(Dataset excerpt)
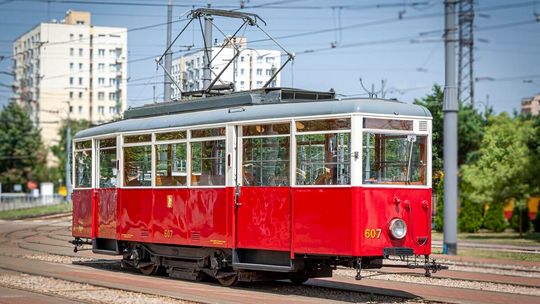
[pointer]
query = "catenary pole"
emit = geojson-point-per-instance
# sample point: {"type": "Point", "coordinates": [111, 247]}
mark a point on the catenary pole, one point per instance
{"type": "Point", "coordinates": [68, 155]}
{"type": "Point", "coordinates": [450, 110]}
{"type": "Point", "coordinates": [207, 69]}
{"type": "Point", "coordinates": [168, 56]}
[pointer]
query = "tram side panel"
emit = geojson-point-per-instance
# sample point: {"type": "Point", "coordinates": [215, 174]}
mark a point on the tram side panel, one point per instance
{"type": "Point", "coordinates": [82, 213]}
{"type": "Point", "coordinates": [322, 220]}
{"type": "Point", "coordinates": [378, 206]}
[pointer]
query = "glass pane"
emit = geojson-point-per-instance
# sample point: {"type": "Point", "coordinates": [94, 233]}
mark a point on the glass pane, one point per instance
{"type": "Point", "coordinates": [83, 169]}
{"type": "Point", "coordinates": [208, 163]}
{"type": "Point", "coordinates": [388, 124]}
{"type": "Point", "coordinates": [208, 132]}
{"type": "Point", "coordinates": [137, 138]}
{"type": "Point", "coordinates": [394, 159]}
{"type": "Point", "coordinates": [83, 144]}
{"type": "Point", "coordinates": [273, 129]}
{"type": "Point", "coordinates": [323, 125]}
{"type": "Point", "coordinates": [171, 165]}
{"type": "Point", "coordinates": [107, 168]}
{"type": "Point", "coordinates": [323, 159]}
{"type": "Point", "coordinates": [137, 166]}
{"type": "Point", "coordinates": [266, 161]}
{"type": "Point", "coordinates": [171, 135]}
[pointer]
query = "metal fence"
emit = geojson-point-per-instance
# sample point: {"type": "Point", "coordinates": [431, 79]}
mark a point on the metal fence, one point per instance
{"type": "Point", "coordinates": [11, 201]}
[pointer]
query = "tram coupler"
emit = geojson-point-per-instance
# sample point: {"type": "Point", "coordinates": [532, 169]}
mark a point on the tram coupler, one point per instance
{"type": "Point", "coordinates": [78, 243]}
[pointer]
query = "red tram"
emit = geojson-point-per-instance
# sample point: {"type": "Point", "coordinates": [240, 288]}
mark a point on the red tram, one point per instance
{"type": "Point", "coordinates": [266, 184]}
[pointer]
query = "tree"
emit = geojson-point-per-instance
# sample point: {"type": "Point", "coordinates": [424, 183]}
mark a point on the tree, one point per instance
{"type": "Point", "coordinates": [23, 157]}
{"type": "Point", "coordinates": [60, 150]}
{"type": "Point", "coordinates": [503, 169]}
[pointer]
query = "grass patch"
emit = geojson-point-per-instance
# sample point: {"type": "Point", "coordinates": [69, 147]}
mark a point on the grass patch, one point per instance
{"type": "Point", "coordinates": [508, 237]}
{"type": "Point", "coordinates": [35, 211]}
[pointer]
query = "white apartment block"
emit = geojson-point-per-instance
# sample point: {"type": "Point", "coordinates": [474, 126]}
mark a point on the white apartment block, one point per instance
{"type": "Point", "coordinates": [70, 66]}
{"type": "Point", "coordinates": [251, 70]}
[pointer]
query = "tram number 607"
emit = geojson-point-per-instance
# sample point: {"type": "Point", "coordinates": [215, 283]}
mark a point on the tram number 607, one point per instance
{"type": "Point", "coordinates": [372, 233]}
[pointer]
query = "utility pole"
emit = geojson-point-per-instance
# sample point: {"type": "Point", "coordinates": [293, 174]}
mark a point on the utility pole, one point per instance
{"type": "Point", "coordinates": [68, 154]}
{"type": "Point", "coordinates": [207, 69]}
{"type": "Point", "coordinates": [466, 51]}
{"type": "Point", "coordinates": [168, 56]}
{"type": "Point", "coordinates": [450, 110]}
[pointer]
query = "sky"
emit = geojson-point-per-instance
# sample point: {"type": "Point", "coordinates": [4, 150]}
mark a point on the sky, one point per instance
{"type": "Point", "coordinates": [396, 41]}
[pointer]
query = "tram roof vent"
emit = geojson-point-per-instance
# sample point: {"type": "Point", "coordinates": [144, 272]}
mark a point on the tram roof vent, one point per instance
{"type": "Point", "coordinates": [245, 98]}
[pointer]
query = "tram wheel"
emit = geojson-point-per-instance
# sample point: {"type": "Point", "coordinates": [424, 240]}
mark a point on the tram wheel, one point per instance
{"type": "Point", "coordinates": [149, 270]}
{"type": "Point", "coordinates": [228, 281]}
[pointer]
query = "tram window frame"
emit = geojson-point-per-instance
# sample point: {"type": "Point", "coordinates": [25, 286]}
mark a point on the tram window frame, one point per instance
{"type": "Point", "coordinates": [329, 176]}
{"type": "Point", "coordinates": [201, 135]}
{"type": "Point", "coordinates": [256, 132]}
{"type": "Point", "coordinates": [424, 152]}
{"type": "Point", "coordinates": [171, 142]}
{"type": "Point", "coordinates": [82, 147]}
{"type": "Point", "coordinates": [111, 144]}
{"type": "Point", "coordinates": [126, 144]}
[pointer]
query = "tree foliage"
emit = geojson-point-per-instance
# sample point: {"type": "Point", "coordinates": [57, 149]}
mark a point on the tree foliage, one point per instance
{"type": "Point", "coordinates": [503, 170]}
{"type": "Point", "coordinates": [22, 155]}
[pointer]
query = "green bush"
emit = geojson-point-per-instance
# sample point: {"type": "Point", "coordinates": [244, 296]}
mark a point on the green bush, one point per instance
{"type": "Point", "coordinates": [470, 216]}
{"type": "Point", "coordinates": [515, 220]}
{"type": "Point", "coordinates": [536, 222]}
{"type": "Point", "coordinates": [494, 219]}
{"type": "Point", "coordinates": [440, 206]}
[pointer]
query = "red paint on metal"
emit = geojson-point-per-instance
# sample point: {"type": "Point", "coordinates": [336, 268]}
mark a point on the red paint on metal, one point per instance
{"type": "Point", "coordinates": [82, 213]}
{"type": "Point", "coordinates": [322, 221]}
{"type": "Point", "coordinates": [106, 202]}
{"type": "Point", "coordinates": [264, 218]}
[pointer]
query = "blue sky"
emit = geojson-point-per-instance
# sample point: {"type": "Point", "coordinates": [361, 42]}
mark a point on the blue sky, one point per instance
{"type": "Point", "coordinates": [374, 43]}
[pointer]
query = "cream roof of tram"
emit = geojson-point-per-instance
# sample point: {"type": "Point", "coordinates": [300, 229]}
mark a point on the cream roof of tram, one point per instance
{"type": "Point", "coordinates": [258, 112]}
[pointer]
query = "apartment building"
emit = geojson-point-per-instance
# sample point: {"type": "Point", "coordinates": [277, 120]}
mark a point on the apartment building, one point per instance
{"type": "Point", "coordinates": [70, 67]}
{"type": "Point", "coordinates": [251, 70]}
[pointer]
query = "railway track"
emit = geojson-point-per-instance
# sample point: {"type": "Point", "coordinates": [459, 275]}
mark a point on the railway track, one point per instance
{"type": "Point", "coordinates": [47, 242]}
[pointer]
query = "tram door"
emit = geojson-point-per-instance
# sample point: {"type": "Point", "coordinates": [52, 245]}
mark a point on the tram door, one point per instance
{"type": "Point", "coordinates": [105, 193]}
{"type": "Point", "coordinates": [263, 193]}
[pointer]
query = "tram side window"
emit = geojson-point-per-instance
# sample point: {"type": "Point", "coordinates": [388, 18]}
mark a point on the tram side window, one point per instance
{"type": "Point", "coordinates": [171, 161]}
{"type": "Point", "coordinates": [138, 166]}
{"type": "Point", "coordinates": [394, 159]}
{"type": "Point", "coordinates": [208, 163]}
{"type": "Point", "coordinates": [83, 164]}
{"type": "Point", "coordinates": [107, 163]}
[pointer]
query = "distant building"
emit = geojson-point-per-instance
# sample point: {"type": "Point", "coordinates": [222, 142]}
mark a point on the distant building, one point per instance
{"type": "Point", "coordinates": [531, 105]}
{"type": "Point", "coordinates": [251, 70]}
{"type": "Point", "coordinates": [70, 62]}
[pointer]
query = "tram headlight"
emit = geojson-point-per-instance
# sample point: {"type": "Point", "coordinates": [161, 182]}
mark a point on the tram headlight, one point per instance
{"type": "Point", "coordinates": [398, 228]}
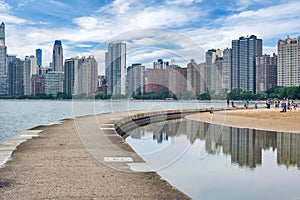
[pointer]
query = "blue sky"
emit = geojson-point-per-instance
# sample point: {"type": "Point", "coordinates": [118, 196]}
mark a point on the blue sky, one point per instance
{"type": "Point", "coordinates": [170, 29]}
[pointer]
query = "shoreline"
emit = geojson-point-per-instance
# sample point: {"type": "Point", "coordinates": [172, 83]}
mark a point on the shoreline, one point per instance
{"type": "Point", "coordinates": [62, 164]}
{"type": "Point", "coordinates": [259, 119]}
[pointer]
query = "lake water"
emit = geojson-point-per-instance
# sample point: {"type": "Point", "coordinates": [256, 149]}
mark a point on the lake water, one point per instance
{"type": "Point", "coordinates": [19, 115]}
{"type": "Point", "coordinates": [216, 162]}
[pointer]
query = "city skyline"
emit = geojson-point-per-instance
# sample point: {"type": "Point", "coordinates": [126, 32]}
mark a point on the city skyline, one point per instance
{"type": "Point", "coordinates": [207, 24]}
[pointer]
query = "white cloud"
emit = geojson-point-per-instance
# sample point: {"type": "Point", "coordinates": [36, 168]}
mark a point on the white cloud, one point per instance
{"type": "Point", "coordinates": [117, 7]}
{"type": "Point", "coordinates": [145, 26]}
{"type": "Point", "coordinates": [4, 7]}
{"type": "Point", "coordinates": [183, 2]}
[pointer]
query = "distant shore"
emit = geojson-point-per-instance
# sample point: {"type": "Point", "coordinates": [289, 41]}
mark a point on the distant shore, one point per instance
{"type": "Point", "coordinates": [262, 119]}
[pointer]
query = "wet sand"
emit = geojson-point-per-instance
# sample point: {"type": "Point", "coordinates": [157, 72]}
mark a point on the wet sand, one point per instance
{"type": "Point", "coordinates": [262, 119]}
{"type": "Point", "coordinates": [56, 165]}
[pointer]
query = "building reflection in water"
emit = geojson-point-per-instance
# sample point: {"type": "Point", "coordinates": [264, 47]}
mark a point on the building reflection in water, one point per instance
{"type": "Point", "coordinates": [244, 146]}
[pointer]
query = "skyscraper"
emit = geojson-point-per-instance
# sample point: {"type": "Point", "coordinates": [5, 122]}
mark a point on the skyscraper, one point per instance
{"type": "Point", "coordinates": [57, 56]}
{"type": "Point", "coordinates": [87, 76]}
{"type": "Point", "coordinates": [54, 82]}
{"type": "Point", "coordinates": [16, 77]}
{"type": "Point", "coordinates": [196, 77]}
{"type": "Point", "coordinates": [27, 76]}
{"type": "Point", "coordinates": [136, 79]}
{"type": "Point", "coordinates": [71, 76]}
{"type": "Point", "coordinates": [38, 55]}
{"type": "Point", "coordinates": [3, 63]}
{"type": "Point", "coordinates": [213, 73]}
{"type": "Point", "coordinates": [116, 68]}
{"type": "Point", "coordinates": [243, 66]}
{"type": "Point", "coordinates": [226, 69]}
{"type": "Point", "coordinates": [288, 62]}
{"type": "Point", "coordinates": [266, 72]}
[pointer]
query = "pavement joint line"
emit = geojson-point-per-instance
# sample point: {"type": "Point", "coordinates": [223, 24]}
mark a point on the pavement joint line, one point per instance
{"type": "Point", "coordinates": [118, 159]}
{"type": "Point", "coordinates": [107, 128]}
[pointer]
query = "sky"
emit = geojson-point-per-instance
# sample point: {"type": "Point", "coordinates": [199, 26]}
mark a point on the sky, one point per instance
{"type": "Point", "coordinates": [177, 30]}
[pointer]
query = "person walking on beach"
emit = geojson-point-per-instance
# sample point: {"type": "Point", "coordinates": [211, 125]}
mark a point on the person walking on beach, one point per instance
{"type": "Point", "coordinates": [283, 104]}
{"type": "Point", "coordinates": [232, 104]}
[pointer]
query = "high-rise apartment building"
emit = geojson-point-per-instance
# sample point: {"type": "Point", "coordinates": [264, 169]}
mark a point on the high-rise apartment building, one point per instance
{"type": "Point", "coordinates": [196, 77]}
{"type": "Point", "coordinates": [266, 72]}
{"type": "Point", "coordinates": [115, 69]}
{"type": "Point", "coordinates": [226, 70]}
{"type": "Point", "coordinates": [212, 72]}
{"type": "Point", "coordinates": [16, 77]}
{"type": "Point", "coordinates": [27, 75]}
{"type": "Point", "coordinates": [57, 56]}
{"type": "Point", "coordinates": [71, 69]}
{"type": "Point", "coordinates": [243, 58]}
{"type": "Point", "coordinates": [3, 64]}
{"type": "Point", "coordinates": [87, 76]}
{"type": "Point", "coordinates": [160, 64]}
{"type": "Point", "coordinates": [54, 82]}
{"type": "Point", "coordinates": [177, 80]}
{"type": "Point", "coordinates": [38, 55]}
{"type": "Point", "coordinates": [136, 79]}
{"type": "Point", "coordinates": [38, 84]}
{"type": "Point", "coordinates": [288, 67]}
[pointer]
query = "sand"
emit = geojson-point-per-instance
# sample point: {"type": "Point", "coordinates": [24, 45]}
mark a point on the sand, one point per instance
{"type": "Point", "coordinates": [56, 165]}
{"type": "Point", "coordinates": [262, 119]}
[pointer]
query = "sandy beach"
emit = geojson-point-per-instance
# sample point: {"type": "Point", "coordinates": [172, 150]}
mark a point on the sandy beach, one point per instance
{"type": "Point", "coordinates": [262, 119]}
{"type": "Point", "coordinates": [56, 165]}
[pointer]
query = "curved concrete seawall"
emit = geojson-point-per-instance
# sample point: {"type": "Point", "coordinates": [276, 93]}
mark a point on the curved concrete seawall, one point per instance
{"type": "Point", "coordinates": [131, 122]}
{"type": "Point", "coordinates": [68, 161]}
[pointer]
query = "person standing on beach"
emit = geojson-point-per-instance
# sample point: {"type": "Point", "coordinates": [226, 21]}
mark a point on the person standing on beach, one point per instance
{"type": "Point", "coordinates": [232, 104]}
{"type": "Point", "coordinates": [283, 104]}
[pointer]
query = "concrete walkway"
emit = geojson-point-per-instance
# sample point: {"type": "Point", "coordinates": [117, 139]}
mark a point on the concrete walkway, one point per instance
{"type": "Point", "coordinates": [80, 158]}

EXERCISE DETAILS>
Select every line of the entries above that contains the word "white", and copy each one. Case counts.

WORKED SOLUTION>
query = "white apartment block"
mark a point on the white apartment block, one point per instance
query = "white cloud"
mark a point on the white cloud, one point per instance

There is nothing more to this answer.